What to do – Every record is to be transcribed exactly as written.

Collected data
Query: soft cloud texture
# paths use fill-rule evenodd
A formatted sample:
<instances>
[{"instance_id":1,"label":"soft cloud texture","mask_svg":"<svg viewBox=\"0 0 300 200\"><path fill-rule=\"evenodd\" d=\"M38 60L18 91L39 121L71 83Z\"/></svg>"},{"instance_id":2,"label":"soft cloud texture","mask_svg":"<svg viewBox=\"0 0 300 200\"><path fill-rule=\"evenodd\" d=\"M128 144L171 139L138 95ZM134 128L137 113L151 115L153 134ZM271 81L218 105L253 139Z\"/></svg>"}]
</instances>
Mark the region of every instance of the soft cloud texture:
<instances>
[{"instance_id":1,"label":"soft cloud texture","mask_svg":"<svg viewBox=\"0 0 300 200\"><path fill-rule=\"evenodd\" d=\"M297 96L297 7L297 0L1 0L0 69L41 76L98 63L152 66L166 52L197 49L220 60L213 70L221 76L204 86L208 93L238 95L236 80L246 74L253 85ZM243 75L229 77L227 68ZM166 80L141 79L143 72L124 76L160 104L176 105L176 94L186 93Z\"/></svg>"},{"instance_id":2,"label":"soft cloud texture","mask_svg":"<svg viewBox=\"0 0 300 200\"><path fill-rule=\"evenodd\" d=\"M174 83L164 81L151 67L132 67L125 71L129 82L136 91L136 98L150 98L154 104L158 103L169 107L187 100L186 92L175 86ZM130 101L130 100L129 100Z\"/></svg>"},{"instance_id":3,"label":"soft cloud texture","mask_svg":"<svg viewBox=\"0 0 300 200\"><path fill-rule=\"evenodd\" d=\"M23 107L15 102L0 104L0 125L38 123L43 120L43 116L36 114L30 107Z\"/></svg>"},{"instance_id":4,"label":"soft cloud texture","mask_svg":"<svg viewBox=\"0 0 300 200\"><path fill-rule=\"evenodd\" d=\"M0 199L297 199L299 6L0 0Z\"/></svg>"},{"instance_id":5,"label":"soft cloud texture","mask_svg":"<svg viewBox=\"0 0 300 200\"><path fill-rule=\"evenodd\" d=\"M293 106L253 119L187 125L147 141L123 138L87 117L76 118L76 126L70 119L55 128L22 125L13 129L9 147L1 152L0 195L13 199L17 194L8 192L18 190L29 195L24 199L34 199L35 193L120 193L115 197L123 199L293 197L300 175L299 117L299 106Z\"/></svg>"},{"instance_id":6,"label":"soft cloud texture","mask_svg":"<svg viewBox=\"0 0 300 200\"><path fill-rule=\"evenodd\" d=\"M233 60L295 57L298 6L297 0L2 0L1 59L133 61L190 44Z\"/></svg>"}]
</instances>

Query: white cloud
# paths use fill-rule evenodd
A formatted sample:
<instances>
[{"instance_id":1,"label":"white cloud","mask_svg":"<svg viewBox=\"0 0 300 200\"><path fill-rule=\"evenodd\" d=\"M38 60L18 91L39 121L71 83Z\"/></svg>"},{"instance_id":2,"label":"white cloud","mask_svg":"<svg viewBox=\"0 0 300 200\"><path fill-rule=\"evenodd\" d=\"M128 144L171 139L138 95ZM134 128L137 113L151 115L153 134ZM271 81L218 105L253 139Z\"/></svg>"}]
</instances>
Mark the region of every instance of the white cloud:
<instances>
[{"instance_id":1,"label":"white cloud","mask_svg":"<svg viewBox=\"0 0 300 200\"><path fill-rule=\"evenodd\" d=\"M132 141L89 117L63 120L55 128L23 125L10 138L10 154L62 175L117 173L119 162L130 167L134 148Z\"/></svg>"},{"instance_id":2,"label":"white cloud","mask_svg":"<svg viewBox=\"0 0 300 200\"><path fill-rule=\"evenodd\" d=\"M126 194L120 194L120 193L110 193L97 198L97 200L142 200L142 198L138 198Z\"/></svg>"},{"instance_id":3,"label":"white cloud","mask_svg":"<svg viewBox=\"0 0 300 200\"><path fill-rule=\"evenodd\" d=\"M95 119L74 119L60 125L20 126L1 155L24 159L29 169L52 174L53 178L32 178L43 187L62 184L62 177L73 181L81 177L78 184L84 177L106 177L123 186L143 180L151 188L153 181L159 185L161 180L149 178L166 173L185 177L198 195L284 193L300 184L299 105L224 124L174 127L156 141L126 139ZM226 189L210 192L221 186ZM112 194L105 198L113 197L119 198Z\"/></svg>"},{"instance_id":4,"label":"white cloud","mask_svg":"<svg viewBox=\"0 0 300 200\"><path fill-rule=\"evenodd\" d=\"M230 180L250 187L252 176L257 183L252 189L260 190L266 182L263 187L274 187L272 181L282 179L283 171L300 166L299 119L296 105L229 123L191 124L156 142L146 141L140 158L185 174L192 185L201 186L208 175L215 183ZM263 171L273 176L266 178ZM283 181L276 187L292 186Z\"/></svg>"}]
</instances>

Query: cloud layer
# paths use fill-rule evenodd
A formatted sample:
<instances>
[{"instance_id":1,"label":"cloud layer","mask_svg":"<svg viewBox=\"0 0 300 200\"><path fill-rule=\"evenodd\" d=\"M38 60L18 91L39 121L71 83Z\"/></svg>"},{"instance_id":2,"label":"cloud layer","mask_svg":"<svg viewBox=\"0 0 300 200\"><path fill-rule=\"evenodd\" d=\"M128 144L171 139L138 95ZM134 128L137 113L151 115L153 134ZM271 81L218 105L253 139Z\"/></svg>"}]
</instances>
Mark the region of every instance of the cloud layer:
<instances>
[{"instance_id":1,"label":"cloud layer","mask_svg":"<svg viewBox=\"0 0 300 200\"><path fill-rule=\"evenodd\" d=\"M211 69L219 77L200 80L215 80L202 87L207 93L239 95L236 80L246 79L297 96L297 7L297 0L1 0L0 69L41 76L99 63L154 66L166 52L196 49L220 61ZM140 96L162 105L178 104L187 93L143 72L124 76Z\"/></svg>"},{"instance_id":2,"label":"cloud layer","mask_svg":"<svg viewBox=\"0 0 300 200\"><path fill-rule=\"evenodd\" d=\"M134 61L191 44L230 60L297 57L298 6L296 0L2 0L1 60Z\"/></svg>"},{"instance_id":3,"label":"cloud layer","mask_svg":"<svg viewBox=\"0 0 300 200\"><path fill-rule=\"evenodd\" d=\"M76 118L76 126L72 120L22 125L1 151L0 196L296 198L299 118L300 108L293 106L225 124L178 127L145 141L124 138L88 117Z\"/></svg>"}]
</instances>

Response for this exercise –
Query: soft cloud texture
# paths use fill-rule evenodd
A formatted sample:
<instances>
[{"instance_id":1,"label":"soft cloud texture","mask_svg":"<svg viewBox=\"0 0 300 200\"><path fill-rule=\"evenodd\" d=\"M38 60L18 91L39 121L71 83Z\"/></svg>"},{"instance_id":2,"label":"soft cloud texture","mask_svg":"<svg viewBox=\"0 0 300 200\"><path fill-rule=\"evenodd\" d=\"M128 144L171 139L138 95ZM134 128L137 113L151 115L153 134ZM271 81L218 105L253 139Z\"/></svg>"}]
</instances>
Mark the region of every instance of the soft cloud texture:
<instances>
[{"instance_id":1,"label":"soft cloud texture","mask_svg":"<svg viewBox=\"0 0 300 200\"><path fill-rule=\"evenodd\" d=\"M297 96L297 7L297 0L1 0L0 69L41 76L98 63L152 66L166 52L197 49L220 60L213 70L221 76L204 86L208 93L238 95L236 80L246 74L253 85ZM243 75L229 77L227 68ZM166 80L141 79L143 72L124 76L160 104L176 105L176 94L186 93Z\"/></svg>"},{"instance_id":2,"label":"soft cloud texture","mask_svg":"<svg viewBox=\"0 0 300 200\"><path fill-rule=\"evenodd\" d=\"M174 83L164 81L151 67L132 67L125 71L129 82L136 91L136 98L150 98L154 104L158 103L169 107L187 100L186 92L175 86ZM130 101L130 100L129 100Z\"/></svg>"},{"instance_id":3,"label":"soft cloud texture","mask_svg":"<svg viewBox=\"0 0 300 200\"><path fill-rule=\"evenodd\" d=\"M23 107L15 102L0 104L0 125L38 123L43 120L43 116L36 114L30 107Z\"/></svg>"},{"instance_id":4,"label":"soft cloud texture","mask_svg":"<svg viewBox=\"0 0 300 200\"><path fill-rule=\"evenodd\" d=\"M0 199L297 199L299 6L0 0Z\"/></svg>"},{"instance_id":5,"label":"soft cloud texture","mask_svg":"<svg viewBox=\"0 0 300 200\"><path fill-rule=\"evenodd\" d=\"M293 106L253 119L187 125L147 141L123 138L87 117L76 118L76 126L70 119L55 128L22 125L13 129L9 147L1 152L0 195L13 199L17 194L8 192L18 190L29 195L24 199L34 199L35 193L120 193L115 197L123 199L293 197L300 175L299 117L299 106Z\"/></svg>"},{"instance_id":6,"label":"soft cloud texture","mask_svg":"<svg viewBox=\"0 0 300 200\"><path fill-rule=\"evenodd\" d=\"M233 60L295 57L298 6L297 0L2 0L1 59L133 61L190 44Z\"/></svg>"}]
</instances>

Query: white cloud
# paths use fill-rule evenodd
A formatted sample:
<instances>
[{"instance_id":1,"label":"white cloud","mask_svg":"<svg viewBox=\"0 0 300 200\"><path fill-rule=\"evenodd\" d=\"M38 60L18 91L39 121L71 83Z\"/></svg>"},{"instance_id":2,"label":"white cloud","mask_svg":"<svg viewBox=\"0 0 300 200\"><path fill-rule=\"evenodd\" d=\"M128 144L171 139L138 95ZM134 128L137 113L151 115L153 134ZM271 81L218 105L253 139Z\"/></svg>"}]
</instances>
Mark the region of every instance of the white cloud:
<instances>
[{"instance_id":1,"label":"white cloud","mask_svg":"<svg viewBox=\"0 0 300 200\"><path fill-rule=\"evenodd\" d=\"M132 141L89 117L63 120L55 128L23 125L10 138L10 154L62 175L117 173L119 162L130 167L134 148Z\"/></svg>"},{"instance_id":2,"label":"white cloud","mask_svg":"<svg viewBox=\"0 0 300 200\"><path fill-rule=\"evenodd\" d=\"M126 194L120 194L120 193L110 193L97 198L97 200L142 200L142 198L138 198Z\"/></svg>"},{"instance_id":3,"label":"white cloud","mask_svg":"<svg viewBox=\"0 0 300 200\"><path fill-rule=\"evenodd\" d=\"M95 119L74 119L60 125L20 126L1 155L24 159L29 169L52 174L53 178L32 178L43 187L62 184L62 177L73 181L81 177L78 184L84 177L106 177L123 186L143 180L151 188L153 181L159 185L161 180L149 178L166 173L185 177L198 195L284 193L300 184L299 105L224 124L174 127L156 141L126 139ZM226 189L210 192L221 186ZM112 194L105 198L113 197L119 198Z\"/></svg>"},{"instance_id":4,"label":"white cloud","mask_svg":"<svg viewBox=\"0 0 300 200\"><path fill-rule=\"evenodd\" d=\"M230 180L250 187L252 176L257 183L252 189L260 190L266 182L263 187L274 187L272 181L282 179L283 171L300 166L299 119L296 105L229 123L191 124L156 142L146 141L140 158L185 174L192 185L201 186L208 175L215 183ZM263 171L273 176L266 178ZM283 181L276 187L292 186Z\"/></svg>"}]
</instances>

Query: cloud layer
# paths use fill-rule evenodd
A formatted sample:
<instances>
[{"instance_id":1,"label":"cloud layer","mask_svg":"<svg viewBox=\"0 0 300 200\"><path fill-rule=\"evenodd\" d=\"M38 60L18 91L39 121L71 83Z\"/></svg>"},{"instance_id":2,"label":"cloud layer","mask_svg":"<svg viewBox=\"0 0 300 200\"><path fill-rule=\"evenodd\" d=\"M128 144L171 139L138 95ZM134 128L137 113L151 115L153 134ZM271 81L218 105L253 139Z\"/></svg>"}]
</instances>
Mark the region of every instance of the cloud layer:
<instances>
[{"instance_id":1,"label":"cloud layer","mask_svg":"<svg viewBox=\"0 0 300 200\"><path fill-rule=\"evenodd\" d=\"M211 69L219 77L200 80L215 80L202 87L207 93L239 95L236 80L246 79L297 96L297 7L297 0L1 0L0 69L41 76L99 63L154 66L166 52L196 49L220 61ZM140 96L162 105L178 104L187 93L143 72L124 76Z\"/></svg>"},{"instance_id":2,"label":"cloud layer","mask_svg":"<svg viewBox=\"0 0 300 200\"><path fill-rule=\"evenodd\" d=\"M134 61L191 44L230 60L297 57L298 6L296 0L2 0L1 60Z\"/></svg>"},{"instance_id":3,"label":"cloud layer","mask_svg":"<svg viewBox=\"0 0 300 200\"><path fill-rule=\"evenodd\" d=\"M76 118L76 126L72 120L22 125L1 151L0 196L296 198L299 118L300 108L293 106L225 124L178 127L145 141L124 138L88 117Z\"/></svg>"}]
</instances>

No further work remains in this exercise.